**Written task**
Rewrite every entry below as one row of a two-column CSV with the headers "prompt" and "answer". Put each entry's text and its answer in their own quoted fields, replace line breaks with spaces, and leave out the pictures.
++++ Given records ++++
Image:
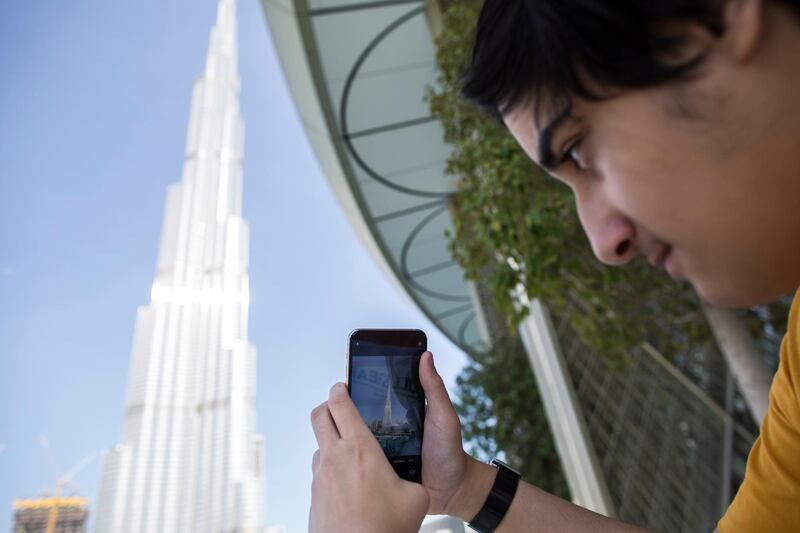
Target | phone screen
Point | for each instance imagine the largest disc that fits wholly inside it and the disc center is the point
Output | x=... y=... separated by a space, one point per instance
x=385 y=387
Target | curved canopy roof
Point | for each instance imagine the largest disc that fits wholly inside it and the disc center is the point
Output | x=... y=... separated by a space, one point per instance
x=359 y=72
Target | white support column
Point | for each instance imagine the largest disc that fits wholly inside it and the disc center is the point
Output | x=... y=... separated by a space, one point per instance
x=578 y=459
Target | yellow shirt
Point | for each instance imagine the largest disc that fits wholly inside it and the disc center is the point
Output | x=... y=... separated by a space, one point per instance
x=769 y=498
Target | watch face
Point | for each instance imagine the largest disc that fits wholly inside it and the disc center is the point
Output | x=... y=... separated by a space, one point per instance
x=499 y=463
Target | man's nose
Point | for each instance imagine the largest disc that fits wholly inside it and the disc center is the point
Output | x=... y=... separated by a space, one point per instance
x=611 y=234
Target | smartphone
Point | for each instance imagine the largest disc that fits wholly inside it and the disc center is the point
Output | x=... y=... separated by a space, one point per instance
x=383 y=381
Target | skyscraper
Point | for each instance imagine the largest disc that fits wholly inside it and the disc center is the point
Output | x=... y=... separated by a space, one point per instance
x=387 y=406
x=190 y=459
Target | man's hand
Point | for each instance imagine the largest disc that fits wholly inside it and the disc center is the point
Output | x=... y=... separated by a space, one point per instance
x=355 y=489
x=457 y=484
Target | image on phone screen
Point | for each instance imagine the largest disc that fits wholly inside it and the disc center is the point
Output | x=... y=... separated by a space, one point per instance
x=385 y=387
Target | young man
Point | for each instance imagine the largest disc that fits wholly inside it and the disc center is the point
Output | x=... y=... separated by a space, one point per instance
x=677 y=126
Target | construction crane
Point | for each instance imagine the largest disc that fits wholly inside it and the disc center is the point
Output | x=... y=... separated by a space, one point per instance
x=63 y=482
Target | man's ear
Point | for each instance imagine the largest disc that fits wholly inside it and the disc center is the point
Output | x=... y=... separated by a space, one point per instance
x=744 y=28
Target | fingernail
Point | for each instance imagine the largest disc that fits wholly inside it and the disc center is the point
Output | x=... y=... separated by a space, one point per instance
x=433 y=363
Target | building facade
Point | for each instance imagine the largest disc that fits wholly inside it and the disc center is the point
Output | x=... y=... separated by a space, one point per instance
x=190 y=458
x=51 y=515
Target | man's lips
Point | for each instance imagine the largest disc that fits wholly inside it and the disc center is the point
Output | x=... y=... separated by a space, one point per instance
x=659 y=257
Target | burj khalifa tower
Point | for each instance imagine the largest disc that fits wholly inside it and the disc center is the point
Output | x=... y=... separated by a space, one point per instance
x=189 y=459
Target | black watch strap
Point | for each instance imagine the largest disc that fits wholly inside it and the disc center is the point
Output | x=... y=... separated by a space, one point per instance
x=499 y=499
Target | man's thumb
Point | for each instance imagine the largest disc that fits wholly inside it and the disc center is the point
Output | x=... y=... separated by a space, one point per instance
x=438 y=400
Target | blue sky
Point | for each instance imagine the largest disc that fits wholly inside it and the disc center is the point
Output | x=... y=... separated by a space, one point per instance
x=94 y=105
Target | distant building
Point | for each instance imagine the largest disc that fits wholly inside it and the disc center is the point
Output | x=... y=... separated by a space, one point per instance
x=62 y=515
x=190 y=459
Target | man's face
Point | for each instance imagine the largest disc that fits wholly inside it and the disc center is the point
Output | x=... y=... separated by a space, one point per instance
x=701 y=177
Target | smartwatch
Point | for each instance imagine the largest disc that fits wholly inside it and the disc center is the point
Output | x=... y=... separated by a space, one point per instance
x=499 y=499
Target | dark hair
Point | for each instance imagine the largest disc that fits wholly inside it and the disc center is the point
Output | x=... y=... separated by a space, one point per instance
x=558 y=49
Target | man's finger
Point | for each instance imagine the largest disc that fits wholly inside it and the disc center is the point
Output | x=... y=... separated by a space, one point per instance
x=315 y=462
x=344 y=412
x=324 y=427
x=440 y=407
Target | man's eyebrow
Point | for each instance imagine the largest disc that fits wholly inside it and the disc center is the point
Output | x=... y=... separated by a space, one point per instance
x=546 y=157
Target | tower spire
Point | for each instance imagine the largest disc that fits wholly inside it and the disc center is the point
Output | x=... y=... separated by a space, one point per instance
x=190 y=458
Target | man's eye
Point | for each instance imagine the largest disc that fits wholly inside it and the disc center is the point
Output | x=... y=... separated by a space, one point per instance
x=573 y=154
++++
**Answer for this exercise**
prompt,answer
"Image: Target | phone screen Point | for each instance imagine the largest disc that fits wholly inside it and the disc center is the point Output | x=... y=... separated by a space, one point per instance","x=385 y=387"
"Target | curved canopy roof Point | for each instance imagine the largest disc that fits wholly inside it and the disc center is the point Output | x=... y=... separated by a space, one point per instance","x=359 y=72"
"Target | white support column Point | for each instance imagine the largest disc that fits wholly inside it and the disc center is the point Output | x=... y=... separated by a space, one point per instance","x=578 y=459"
"Target | yellow shirt Point | for each instance imagine the largest disc that fits wholly inside it and the disc center is the point Output | x=... y=... separated by a space, one point per instance","x=769 y=498"
"Target | watch face Point | for each instance imagine the largest disc that fits wholly inside it and the disc center is the point Output | x=... y=... separated by a space, one point per instance","x=499 y=463"
"Target | man's nose Point | for each instance imagine the largest disc that fits wholly inside it and the disc center is the point Output | x=... y=... separated by a space, one point per instance","x=611 y=234"
"Target | smartphone Point | for each instance imagine the largest disc that fits wholly inside it and the disc center is the point Output | x=... y=... separated by a space, one point per instance","x=383 y=381"
"Target | skyscraper Point | for each instance imagine the largest disc that fits wholly inside it and the disc center is the point Output | x=... y=... separated by a space, one point per instance","x=387 y=406 x=190 y=459"
"Target | man's hand Point | for each instance imagine the largest disc that fits wholly inside it and the disc center is the point Output | x=... y=... separated by a space, one point per instance","x=355 y=489 x=457 y=484"
"Target | image on phone screen Point | for each instance imagine the largest disc that fits wholly inside it and the disc center is the point Output | x=... y=... separated by a space, one point per instance","x=385 y=387"
"Target | young man Point | for each instance imagine the largest disc that fits wholly inside it and the disc center is the point Output | x=... y=... separated by a space, one point per instance","x=677 y=126"
"Target | construction crane Point | for each instance imagine the largest disc that fits wholly inside it and the disc center is the point Output | x=... y=... separated by a space, one point per instance","x=63 y=482"
"Target | man's ear Point | for each instance imagine the largest disc that fits wholly inside it and the disc center is the point Output | x=... y=... separated by a space, one point per instance","x=744 y=28"
"Target | fingernail Point | for each instance imagine the largest disc that fits wholly inside it and the disc center is the point Output | x=... y=... separated by a space, one point per instance","x=433 y=363"
"Target | building facade Point | for each instance imagine the largest disc that fits wholly inside it and the disc center is the point Output | x=... y=... separated by a space, one point per instance","x=190 y=458 x=51 y=515"
"Target | man's lips Point | for each instance imagine the largest disc that fits wholly inside it and the disc center is the point Output | x=... y=... separated by a space, one point per instance","x=659 y=257"
"Target | burj khalifa tower Point | for each instance imagine the largest disc that fits wholly inside it and the disc center is the point Output | x=... y=... separated by a space, one point per instance","x=189 y=459"
"Target | black watch strap Point | for each instance imagine the largest disc that fits wholly inside it and the disc center is the point Output | x=... y=... separated by a space, one point per instance","x=499 y=499"
"Target | man's thumb Point | for each instance imagine the largest disc that fits wholly inside it and the disc center is the point Output | x=... y=... separated by a space, one point per instance","x=438 y=400"
"Target | blue sky Point | for each instance imagine the largest disc that fits wholly inside it and the disc center is the point Output | x=... y=... separated by a space, one point per instance","x=94 y=105"
"Target | distant building Point | for each instance imagine the largest disc that fits wholly inside it and the disc center is the point Output | x=... y=... separated by a space, one point per instance","x=62 y=515 x=190 y=459"
"Target | man's face Point | for each instance imagine the largest disc that fits wholly inside it and the disc center is the point Output | x=... y=... separated by a space, one point per instance","x=701 y=177"
"Target | smartwatch Point | for each instance imagine the largest disc that fits wholly inside it and the disc center is the point Output | x=... y=... separated by a space, one point per instance","x=499 y=499"
"Target | dark hair Point | for each instance imagine the largest disc that fits wholly inside it and the disc center is the point Output | x=... y=... separated by a space, one point per instance","x=558 y=49"
"Target | man's finger Point | for each instance imagine the largest disc that fits wholly inside it and the disc center is the point Output | x=... y=... separated by a space, one point per instance","x=315 y=462 x=344 y=412 x=324 y=427 x=440 y=407"
"Target | man's eyebrow Point | for each instance imagine the largest disc that fits wholly inside it and the disc center is the point Output | x=... y=... separated by a space, one point per instance","x=546 y=157"
"Target | tower spire Point | for each instance imagine the largest disc that fits wholly inside it and the disc center is the point Output | x=... y=... separated by a space, one point per instance","x=190 y=458"
"Target | man's eye Point | for each instance imagine the largest disc that fits wholly inside it and the disc center is the point Output | x=... y=... separated by a space, one point per instance","x=573 y=154"